[PROBLEM DESCRIPTION]
Exactly as they stand, give the records below again, with no images.

Point-per-instance localization data:
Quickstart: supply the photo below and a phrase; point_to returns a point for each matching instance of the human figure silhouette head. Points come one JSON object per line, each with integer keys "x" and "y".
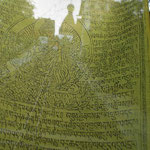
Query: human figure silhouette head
{"x": 70, "y": 8}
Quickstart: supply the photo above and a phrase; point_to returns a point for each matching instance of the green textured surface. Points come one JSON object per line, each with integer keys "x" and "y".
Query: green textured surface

[EXERCISE SOLUTION]
Quickstart: supply the photo below and a phrase; point_to returns a point for each matching instance of the human figure silhouette head. Points come one JSON object per line, each with integer keys "x" and "y".
Query: human figure silhouette head
{"x": 70, "y": 8}
Quickstart: supply the photo above and a phrase; point_to returns a point for each matching instance of the green textured surface. Points come one JSON object per line, each with integer keys "x" and "y".
Query: green textured surface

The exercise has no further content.